> OBJETIVOS
- 1) Responda com base no trecho sobre Lo Tashchit:
(a) Quantas mitsvot a Torá inclui?
(b) Em que conjunto de leis da Torá aparece o mandamento de não destruir?
(c) Que árvores a Torá manda usar para construir torres de cerco?
- 2) Imprima o trecho sobre Lo Tashchit desde as palavras "Interessante, o mandamento" até as palavras "Torá e Códigos).", inclusive, sem alterar nenhuma letra.

> TRECHO SELECIONADO
::::::

A Torá inclui 613 mitsvot (mandamentos Divinos), abrangendo do óbvio (“Honra teu pai e tua mãe”) ao esotérico (“Não cozinhe um cabrito no leite de sua mãe”), do bem conhecido (“Guarda o Shabat”) ao obscuro (“Não amordace um boi enquanto ele está arando”). Uma delas – a proibição nš 57 pela contagem de Maimônides – é Lo Tashchit, “Não destrua”, a proibição de destruir ou desperdiçar qualquer parte da criação de D'us.

Interessante, o mandamento para não destruir aparece na Torá como parte das leis da guerra. Quando fizer um cerco a uma cidade, instrui a Torá, não corte árvores frutíferas para construir torres de cerco sob as quais atacará a cidade. Utilize árvores que não dão frutos. Essa ordem se torna a base para a lei que proíbe todas as formas de destruição desnecessária ou desperdício: “Aquele que quebra um utensílio, rasga roupas, demole um prédio, bloqueia uma fonte ou joga comida fora de maneira ruinosa, transgride as proibições de Lo Tashchit” (Mishnê Torá e Códigos).

::::::

> MATERIAL LISTADO

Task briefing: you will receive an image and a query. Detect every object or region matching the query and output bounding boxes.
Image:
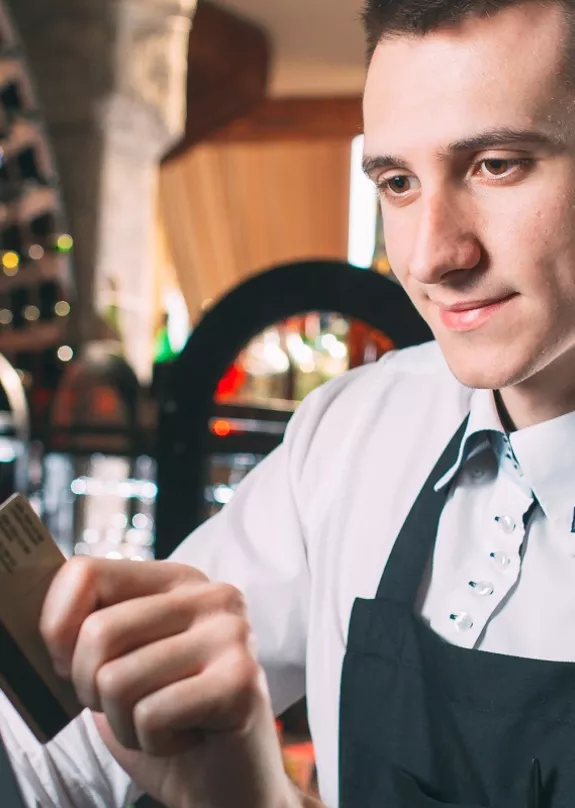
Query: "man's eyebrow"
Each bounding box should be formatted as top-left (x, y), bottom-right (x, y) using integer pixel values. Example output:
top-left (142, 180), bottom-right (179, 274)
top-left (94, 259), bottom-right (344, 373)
top-left (362, 128), bottom-right (566, 177)
top-left (445, 127), bottom-right (565, 154)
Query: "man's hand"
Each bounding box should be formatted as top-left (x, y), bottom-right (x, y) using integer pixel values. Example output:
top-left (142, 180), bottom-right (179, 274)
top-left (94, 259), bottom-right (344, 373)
top-left (41, 558), bottom-right (294, 808)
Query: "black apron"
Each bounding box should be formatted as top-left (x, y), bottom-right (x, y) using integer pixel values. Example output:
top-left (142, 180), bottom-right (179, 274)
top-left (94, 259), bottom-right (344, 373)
top-left (339, 422), bottom-right (575, 808)
top-left (0, 737), bottom-right (26, 808)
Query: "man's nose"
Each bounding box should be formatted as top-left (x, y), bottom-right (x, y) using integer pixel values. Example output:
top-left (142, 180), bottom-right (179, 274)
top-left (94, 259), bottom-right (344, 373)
top-left (409, 193), bottom-right (482, 284)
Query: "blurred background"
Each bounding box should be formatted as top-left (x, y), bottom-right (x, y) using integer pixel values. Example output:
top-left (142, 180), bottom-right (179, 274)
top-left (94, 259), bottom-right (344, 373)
top-left (0, 0), bottom-right (428, 787)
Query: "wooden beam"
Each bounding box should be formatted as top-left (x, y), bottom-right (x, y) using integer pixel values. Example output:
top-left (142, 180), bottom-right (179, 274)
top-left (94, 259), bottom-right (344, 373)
top-left (208, 96), bottom-right (363, 143)
top-left (166, 0), bottom-right (271, 160)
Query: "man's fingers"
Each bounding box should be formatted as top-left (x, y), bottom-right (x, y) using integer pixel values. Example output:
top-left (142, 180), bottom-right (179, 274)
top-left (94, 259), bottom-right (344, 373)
top-left (130, 649), bottom-right (265, 756)
top-left (40, 558), bottom-right (206, 674)
top-left (95, 615), bottom-right (253, 748)
top-left (71, 586), bottom-right (197, 710)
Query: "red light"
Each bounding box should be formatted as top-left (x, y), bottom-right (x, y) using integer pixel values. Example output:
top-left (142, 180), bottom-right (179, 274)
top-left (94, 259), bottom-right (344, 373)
top-left (212, 421), bottom-right (232, 438)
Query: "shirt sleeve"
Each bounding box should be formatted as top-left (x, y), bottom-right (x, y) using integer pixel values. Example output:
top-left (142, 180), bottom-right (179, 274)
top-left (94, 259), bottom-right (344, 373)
top-left (0, 382), bottom-right (321, 808)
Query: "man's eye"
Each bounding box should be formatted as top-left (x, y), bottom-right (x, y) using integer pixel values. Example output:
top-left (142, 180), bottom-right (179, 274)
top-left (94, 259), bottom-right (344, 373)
top-left (378, 174), bottom-right (413, 196)
top-left (481, 159), bottom-right (517, 177)
top-left (477, 157), bottom-right (534, 178)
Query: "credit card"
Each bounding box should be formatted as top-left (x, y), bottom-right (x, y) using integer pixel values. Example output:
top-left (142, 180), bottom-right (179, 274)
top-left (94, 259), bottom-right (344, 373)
top-left (0, 494), bottom-right (83, 743)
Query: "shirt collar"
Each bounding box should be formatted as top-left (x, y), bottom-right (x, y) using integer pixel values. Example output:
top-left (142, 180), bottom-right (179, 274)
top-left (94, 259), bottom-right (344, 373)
top-left (435, 390), bottom-right (505, 491)
top-left (509, 412), bottom-right (575, 532)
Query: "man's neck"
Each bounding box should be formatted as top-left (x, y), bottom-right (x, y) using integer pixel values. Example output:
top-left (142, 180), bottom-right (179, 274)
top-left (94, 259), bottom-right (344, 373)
top-left (495, 354), bottom-right (575, 432)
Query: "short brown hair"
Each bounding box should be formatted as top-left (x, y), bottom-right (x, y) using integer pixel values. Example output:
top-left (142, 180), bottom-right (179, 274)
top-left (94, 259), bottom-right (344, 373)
top-left (362, 0), bottom-right (575, 61)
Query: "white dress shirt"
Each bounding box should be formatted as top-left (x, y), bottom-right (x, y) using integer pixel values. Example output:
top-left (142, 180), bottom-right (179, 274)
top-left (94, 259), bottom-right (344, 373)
top-left (4, 343), bottom-right (575, 808)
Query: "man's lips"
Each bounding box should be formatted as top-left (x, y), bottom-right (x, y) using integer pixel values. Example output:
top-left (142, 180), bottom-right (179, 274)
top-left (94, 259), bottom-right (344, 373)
top-left (436, 294), bottom-right (516, 331)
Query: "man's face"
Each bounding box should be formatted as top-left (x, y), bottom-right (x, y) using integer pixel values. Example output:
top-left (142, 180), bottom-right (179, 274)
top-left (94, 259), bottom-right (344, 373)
top-left (364, 2), bottom-right (575, 389)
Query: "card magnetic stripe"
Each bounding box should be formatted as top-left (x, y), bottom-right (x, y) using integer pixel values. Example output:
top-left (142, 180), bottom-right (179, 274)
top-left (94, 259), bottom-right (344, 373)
top-left (0, 621), bottom-right (70, 738)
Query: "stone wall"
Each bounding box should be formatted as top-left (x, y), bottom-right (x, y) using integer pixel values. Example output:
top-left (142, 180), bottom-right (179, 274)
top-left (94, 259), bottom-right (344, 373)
top-left (4, 0), bottom-right (196, 381)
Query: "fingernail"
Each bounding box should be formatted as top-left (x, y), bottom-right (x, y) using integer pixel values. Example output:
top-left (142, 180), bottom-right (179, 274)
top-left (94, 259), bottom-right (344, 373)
top-left (52, 660), bottom-right (70, 679)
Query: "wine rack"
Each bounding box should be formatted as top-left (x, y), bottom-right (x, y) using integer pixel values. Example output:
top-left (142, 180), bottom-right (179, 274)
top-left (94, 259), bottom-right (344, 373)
top-left (0, 0), bottom-right (73, 362)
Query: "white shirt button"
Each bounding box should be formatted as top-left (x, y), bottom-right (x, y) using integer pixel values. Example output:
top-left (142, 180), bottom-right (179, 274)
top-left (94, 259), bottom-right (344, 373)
top-left (449, 612), bottom-right (473, 631)
top-left (489, 550), bottom-right (511, 569)
top-left (469, 581), bottom-right (495, 597)
top-left (495, 516), bottom-right (517, 535)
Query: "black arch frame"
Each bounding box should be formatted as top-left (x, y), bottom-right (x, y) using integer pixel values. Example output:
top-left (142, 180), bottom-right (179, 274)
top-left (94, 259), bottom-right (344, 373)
top-left (156, 261), bottom-right (432, 558)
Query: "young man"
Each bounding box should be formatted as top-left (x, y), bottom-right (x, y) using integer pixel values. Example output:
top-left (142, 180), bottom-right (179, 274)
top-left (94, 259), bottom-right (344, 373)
top-left (1, 0), bottom-right (575, 808)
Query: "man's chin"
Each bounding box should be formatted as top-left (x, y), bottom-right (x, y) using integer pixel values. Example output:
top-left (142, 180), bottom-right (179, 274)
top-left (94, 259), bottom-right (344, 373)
top-left (443, 342), bottom-right (528, 390)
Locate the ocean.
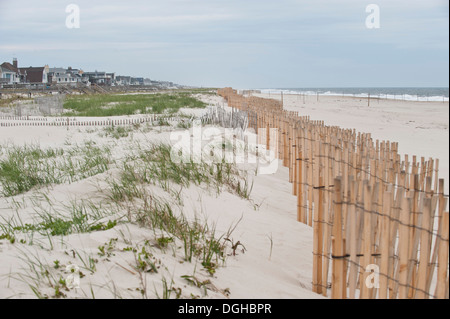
[258,87,449,102]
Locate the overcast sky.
[0,0,449,88]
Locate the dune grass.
[0,143,111,197]
[64,93,206,117]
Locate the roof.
[1,62,20,73]
[19,67,45,83]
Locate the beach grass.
[0,143,111,197]
[64,93,206,117]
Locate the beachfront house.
[0,58,21,84]
[19,65,49,84]
[116,75,131,85]
[82,71,116,85]
[48,67,81,85]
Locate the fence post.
[435,212,449,299]
[331,177,347,299]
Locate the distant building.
[82,71,116,85]
[116,75,131,85]
[48,67,81,84]
[130,77,144,85]
[0,58,21,84]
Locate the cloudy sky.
[0,0,449,88]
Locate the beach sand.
[0,95,449,299]
[253,94,450,195]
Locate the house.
[19,65,49,83]
[131,78,144,85]
[0,58,21,84]
[116,75,131,85]
[48,67,81,84]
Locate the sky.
[0,0,449,88]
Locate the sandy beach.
[254,94,449,194]
[0,94,449,299]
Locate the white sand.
[254,94,450,194]
[0,95,448,299]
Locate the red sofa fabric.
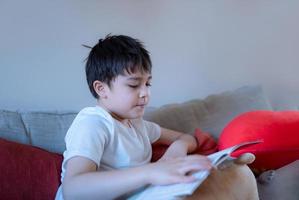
[0,139,62,200]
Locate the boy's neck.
[97,101,131,128]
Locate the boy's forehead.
[121,72,152,80]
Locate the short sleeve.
[64,116,113,167]
[143,120,161,143]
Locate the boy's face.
[100,72,152,119]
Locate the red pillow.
[151,128,218,162]
[219,111,299,172]
[0,138,62,200]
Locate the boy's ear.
[93,81,108,99]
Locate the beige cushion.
[144,86,272,138]
[258,160,299,200]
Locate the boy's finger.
[234,153,255,165]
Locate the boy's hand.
[217,153,255,170]
[146,155,212,185]
[234,153,255,165]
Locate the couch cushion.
[144,86,272,138]
[257,160,299,200]
[0,110,30,144]
[0,139,62,200]
[22,112,77,153]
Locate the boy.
[56,35,260,199]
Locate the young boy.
[56,35,258,200]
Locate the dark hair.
[85,35,152,98]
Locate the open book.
[129,140,261,200]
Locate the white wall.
[0,0,299,110]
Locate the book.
[129,140,261,200]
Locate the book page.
[130,140,261,200]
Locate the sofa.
[0,86,299,200]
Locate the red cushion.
[0,138,62,200]
[151,128,218,162]
[219,111,299,172]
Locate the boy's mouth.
[136,103,146,107]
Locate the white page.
[130,140,261,200]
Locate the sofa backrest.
[0,86,272,153]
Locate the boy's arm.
[62,155,211,200]
[62,156,148,200]
[155,127,197,160]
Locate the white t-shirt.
[55,106,161,200]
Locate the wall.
[0,0,299,110]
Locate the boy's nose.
[139,87,150,98]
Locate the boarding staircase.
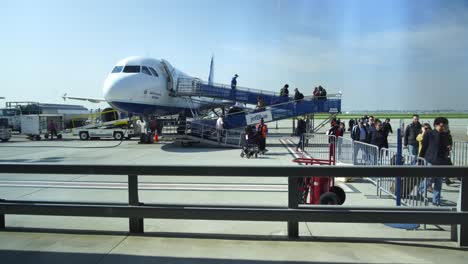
[224,96,341,128]
[173,78,341,147]
[163,119,243,148]
[173,78,289,105]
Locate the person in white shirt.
[216,116,224,142]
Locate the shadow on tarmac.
[0,157,64,163]
[161,143,236,153]
[0,250,424,264]
[0,227,468,252]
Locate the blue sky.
[0,0,468,110]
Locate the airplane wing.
[62,94,106,104]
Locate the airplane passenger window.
[124,65,140,73]
[149,67,159,77]
[112,66,123,73]
[141,66,151,75]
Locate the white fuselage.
[103,57,208,116]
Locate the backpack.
[351,125,359,140]
[321,88,327,97]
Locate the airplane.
[62,56,228,117]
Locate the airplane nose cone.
[103,76,131,102]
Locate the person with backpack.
[403,114,422,157]
[312,87,320,99]
[318,85,327,100]
[367,119,388,150]
[348,118,356,132]
[351,120,368,165]
[419,117,453,206]
[257,118,268,153]
[280,84,289,97]
[231,74,239,90]
[294,88,304,103]
[296,118,307,151]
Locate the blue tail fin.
[208,55,214,85]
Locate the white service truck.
[73,119,141,140]
[21,114,64,140]
[0,118,11,142]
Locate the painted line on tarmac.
[279,138,310,159]
[0,180,288,192]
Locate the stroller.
[240,126,260,159]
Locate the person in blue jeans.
[403,114,422,157]
[419,117,452,206]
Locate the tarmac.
[0,127,468,264]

::::::

> RESPOSTAS
- 1)
(a) A Torá inclui 613 mitsvot.
(b) O mandamento aparece como parte das leis da guerra.
(c) Devem ser usadas árvores que não dão frutos.

- 2)
Interessante, o mandamento para não destruir aparece na Torá como parte das leis da guerra. Quando fizer um cerco a uma cidade, instrui a Torá, não corte árvores frutíferas para construir torres de cerco sob as quais atacará a cidade. Utilize árvores que não dão frutos. Essa ordem se torna a base para a lei que proíbe todas as formas de destruição desnecessária ou desperdício: “Aquele que quebra um utensílio, rasga roupas, demole um prédio, bloqueia uma fonte ou joga comida fora de maneira ruinosa, transgride as proibições de Lo Tashchit” (Mishnê Torá e Códigos).